▶ Selected extract:
== Segment start ==
No choice. Most Apple users usually defend by telling... they are not as bad a Google or now it is impossible to escape ecosystem.

spacecadet|1 month ago

This is the eventual evolution of any platform that sells ads or sponsored content. Who is paying the bills? App developers and their desire to bring on customers...

dormento|1 month ago

> just with a small "sponsored", "promoted", or "ad" mark somewhere

And often, the only reason they do that is due to legal requirements.

fooey|1 month ago

Amazon is so bad it's getting difficult to find the actual search results

echelon|1 month ago

It ought to be illegal to host ads for registered trademarks (+/- some edit distance).

Especially if you have a marketplace monopoly.

Especially if you used overwhelming force to turn the "URL Bar" into a search product and then bought up 90% market share where you can tax every single brand on the planet.

Google is the most egregious with this with respect to Google Search. It ought to be illegal, frankly.

Google Android is a runner up. Half the time I try to install an app, I get bamboozled into installing an ad placement app (and immediately undo it). Seems like Apple is following in the same footsteps.

Amazon isn't blameless here, either.

So much of our economy is being taxed by gatekeepers that installed themselves into a place that is impossible to dislodge. And the systems they built were not how the web originally worked. They dismantled the user-friendly behavior brick by brick, decade by decade.
== Segment end ==
▶ Data shown:
== Segment start ==
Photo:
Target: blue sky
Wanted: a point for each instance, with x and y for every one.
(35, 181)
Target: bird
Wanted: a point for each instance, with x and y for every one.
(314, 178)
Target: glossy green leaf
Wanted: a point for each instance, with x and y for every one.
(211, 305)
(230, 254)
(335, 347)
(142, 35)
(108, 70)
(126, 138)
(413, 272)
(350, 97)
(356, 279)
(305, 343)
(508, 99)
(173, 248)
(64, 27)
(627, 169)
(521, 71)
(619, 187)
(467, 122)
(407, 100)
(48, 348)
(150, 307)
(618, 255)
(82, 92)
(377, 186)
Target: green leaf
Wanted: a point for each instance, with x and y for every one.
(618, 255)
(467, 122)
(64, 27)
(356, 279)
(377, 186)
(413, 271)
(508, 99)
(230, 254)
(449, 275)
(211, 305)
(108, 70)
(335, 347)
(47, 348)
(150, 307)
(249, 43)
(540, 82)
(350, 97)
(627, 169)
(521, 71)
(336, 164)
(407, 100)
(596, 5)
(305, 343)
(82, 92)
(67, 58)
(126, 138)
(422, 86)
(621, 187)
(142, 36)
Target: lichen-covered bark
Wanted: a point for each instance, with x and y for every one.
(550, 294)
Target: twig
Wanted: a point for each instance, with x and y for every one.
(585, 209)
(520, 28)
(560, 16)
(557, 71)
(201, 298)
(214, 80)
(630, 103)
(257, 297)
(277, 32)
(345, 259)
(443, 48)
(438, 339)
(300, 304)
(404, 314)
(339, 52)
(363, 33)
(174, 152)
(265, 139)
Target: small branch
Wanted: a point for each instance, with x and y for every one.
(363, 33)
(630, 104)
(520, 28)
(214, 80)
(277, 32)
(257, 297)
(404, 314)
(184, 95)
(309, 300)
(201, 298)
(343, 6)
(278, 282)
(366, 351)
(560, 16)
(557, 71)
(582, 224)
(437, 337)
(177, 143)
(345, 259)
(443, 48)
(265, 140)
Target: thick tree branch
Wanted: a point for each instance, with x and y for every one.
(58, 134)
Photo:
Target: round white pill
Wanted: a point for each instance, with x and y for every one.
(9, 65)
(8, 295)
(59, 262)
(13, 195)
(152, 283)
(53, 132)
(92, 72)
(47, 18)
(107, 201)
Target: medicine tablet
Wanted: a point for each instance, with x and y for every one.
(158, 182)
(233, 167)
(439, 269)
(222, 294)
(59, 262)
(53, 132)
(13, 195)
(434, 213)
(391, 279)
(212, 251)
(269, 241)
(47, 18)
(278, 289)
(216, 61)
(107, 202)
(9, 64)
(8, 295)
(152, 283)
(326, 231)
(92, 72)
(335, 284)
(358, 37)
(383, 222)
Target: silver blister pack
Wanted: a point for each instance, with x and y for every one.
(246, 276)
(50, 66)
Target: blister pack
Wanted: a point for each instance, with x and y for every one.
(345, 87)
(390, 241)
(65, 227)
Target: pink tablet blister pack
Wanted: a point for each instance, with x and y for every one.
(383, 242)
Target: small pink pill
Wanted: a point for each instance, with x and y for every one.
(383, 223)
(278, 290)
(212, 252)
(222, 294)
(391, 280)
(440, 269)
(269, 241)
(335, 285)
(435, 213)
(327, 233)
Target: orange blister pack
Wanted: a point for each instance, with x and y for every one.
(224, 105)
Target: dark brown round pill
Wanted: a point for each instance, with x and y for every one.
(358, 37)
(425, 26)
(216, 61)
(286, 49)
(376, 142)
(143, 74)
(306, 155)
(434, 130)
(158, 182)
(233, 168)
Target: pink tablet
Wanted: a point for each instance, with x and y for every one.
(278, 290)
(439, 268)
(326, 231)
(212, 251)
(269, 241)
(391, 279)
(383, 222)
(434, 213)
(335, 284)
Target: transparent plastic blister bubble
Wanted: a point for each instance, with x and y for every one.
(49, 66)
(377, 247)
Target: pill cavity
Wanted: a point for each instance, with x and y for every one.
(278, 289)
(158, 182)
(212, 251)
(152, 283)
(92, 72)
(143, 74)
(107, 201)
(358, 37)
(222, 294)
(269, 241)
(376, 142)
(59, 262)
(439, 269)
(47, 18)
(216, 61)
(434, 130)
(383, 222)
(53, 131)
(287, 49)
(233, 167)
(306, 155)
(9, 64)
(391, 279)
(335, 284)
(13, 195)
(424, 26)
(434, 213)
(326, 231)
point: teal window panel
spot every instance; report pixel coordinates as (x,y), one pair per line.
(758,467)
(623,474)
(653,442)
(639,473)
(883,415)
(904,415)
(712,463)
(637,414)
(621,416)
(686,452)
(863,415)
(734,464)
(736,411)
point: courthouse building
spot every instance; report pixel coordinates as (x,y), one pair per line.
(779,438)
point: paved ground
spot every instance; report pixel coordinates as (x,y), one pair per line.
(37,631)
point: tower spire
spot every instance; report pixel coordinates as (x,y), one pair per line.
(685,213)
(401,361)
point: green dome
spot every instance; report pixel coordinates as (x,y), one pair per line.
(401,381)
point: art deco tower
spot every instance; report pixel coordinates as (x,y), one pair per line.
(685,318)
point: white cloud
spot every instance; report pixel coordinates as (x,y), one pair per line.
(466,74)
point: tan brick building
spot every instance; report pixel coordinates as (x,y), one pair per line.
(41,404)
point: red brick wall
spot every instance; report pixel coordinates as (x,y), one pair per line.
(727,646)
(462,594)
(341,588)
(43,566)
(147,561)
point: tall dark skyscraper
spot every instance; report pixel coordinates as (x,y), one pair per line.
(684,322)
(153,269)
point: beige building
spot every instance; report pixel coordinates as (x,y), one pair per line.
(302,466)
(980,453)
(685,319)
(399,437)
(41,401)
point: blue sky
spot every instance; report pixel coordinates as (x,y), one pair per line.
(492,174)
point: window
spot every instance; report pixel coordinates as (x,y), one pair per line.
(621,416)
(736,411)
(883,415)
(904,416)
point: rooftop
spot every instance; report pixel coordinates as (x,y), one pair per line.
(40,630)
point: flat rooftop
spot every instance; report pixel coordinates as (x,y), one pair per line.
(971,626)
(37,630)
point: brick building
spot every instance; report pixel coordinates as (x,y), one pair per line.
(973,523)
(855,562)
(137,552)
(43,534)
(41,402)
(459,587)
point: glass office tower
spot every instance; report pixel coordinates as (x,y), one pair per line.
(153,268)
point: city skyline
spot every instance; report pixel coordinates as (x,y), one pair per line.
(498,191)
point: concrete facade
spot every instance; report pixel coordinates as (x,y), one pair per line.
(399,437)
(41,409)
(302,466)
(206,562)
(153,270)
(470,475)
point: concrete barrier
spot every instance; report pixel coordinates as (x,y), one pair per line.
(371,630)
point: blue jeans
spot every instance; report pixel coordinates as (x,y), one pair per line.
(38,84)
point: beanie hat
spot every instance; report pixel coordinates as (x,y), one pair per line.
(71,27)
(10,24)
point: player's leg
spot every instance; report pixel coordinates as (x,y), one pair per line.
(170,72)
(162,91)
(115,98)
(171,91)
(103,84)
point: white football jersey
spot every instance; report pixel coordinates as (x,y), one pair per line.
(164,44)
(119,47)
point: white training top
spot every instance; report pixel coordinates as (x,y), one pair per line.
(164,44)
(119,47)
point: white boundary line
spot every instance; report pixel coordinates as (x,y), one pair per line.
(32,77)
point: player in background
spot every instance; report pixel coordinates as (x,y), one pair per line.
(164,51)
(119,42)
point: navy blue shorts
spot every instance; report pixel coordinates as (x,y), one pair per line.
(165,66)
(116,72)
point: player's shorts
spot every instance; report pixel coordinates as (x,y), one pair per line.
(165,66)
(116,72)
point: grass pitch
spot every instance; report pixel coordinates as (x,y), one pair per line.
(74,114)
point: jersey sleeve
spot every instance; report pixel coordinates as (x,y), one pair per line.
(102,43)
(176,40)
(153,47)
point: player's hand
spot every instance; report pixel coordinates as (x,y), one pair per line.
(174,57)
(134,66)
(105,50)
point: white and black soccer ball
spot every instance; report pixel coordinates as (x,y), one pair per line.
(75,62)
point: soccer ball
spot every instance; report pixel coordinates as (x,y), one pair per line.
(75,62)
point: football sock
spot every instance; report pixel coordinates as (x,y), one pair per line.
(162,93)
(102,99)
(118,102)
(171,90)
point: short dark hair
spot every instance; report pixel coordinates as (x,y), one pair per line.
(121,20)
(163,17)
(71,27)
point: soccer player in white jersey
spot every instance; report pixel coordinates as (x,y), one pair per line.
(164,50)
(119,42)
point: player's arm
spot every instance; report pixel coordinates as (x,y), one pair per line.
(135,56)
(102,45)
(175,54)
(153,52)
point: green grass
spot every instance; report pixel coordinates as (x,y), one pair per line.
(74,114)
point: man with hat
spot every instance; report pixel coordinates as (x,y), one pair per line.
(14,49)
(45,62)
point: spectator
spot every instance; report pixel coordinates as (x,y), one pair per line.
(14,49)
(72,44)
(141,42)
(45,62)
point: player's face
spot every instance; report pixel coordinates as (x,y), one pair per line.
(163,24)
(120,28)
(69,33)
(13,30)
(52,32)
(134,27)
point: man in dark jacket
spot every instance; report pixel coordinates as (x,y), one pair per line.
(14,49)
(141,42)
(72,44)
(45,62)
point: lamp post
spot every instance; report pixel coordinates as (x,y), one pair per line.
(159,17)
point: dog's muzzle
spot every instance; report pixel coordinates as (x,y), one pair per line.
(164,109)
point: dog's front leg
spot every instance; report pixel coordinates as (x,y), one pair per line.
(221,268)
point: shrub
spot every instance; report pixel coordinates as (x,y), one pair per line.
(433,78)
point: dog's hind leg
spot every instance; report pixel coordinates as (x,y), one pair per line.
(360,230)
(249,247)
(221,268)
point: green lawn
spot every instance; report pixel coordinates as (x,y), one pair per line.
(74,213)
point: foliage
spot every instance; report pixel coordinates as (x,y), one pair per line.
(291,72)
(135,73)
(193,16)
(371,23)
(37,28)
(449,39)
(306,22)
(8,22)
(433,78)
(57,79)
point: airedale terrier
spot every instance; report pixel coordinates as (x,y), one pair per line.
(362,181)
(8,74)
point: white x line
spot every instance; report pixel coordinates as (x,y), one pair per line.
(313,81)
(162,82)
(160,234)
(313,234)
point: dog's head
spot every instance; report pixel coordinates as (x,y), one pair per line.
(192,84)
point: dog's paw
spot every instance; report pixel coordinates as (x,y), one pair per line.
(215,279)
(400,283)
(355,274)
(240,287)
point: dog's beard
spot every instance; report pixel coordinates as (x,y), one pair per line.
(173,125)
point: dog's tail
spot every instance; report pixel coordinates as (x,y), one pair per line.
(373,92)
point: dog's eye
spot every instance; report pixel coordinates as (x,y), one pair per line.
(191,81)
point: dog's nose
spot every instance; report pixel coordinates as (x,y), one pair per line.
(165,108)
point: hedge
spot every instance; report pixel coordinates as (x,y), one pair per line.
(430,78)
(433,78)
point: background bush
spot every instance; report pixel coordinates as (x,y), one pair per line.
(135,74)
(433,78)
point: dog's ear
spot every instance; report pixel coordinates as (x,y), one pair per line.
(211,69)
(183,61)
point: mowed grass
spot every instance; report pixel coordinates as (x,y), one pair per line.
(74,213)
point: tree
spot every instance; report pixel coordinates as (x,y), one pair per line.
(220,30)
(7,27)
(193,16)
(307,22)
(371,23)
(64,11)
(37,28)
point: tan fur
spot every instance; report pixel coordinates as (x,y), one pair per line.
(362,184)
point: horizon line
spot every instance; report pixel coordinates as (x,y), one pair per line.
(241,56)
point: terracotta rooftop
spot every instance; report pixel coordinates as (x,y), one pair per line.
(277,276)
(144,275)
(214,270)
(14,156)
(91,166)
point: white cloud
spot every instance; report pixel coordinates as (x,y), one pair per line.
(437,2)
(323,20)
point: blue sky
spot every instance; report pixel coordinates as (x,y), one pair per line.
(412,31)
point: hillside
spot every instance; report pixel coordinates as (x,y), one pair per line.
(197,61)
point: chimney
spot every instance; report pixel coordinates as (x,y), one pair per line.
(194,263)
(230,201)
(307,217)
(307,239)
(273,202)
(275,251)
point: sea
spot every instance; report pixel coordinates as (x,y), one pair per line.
== Segment end ==
▶ About this task: From the discussion about ads above, quote the passage starting at "Especially if you used" and ending at "be illegal, frankly.".

▶ Final answer:
Especially if you used overwhelming force to turn the "URL Bar" into a search product and then bought up 90% market share where you can tax every single brand on the planet.

Google is the most egregious with this with respect to Google Search. It ought to be illegal, frankly.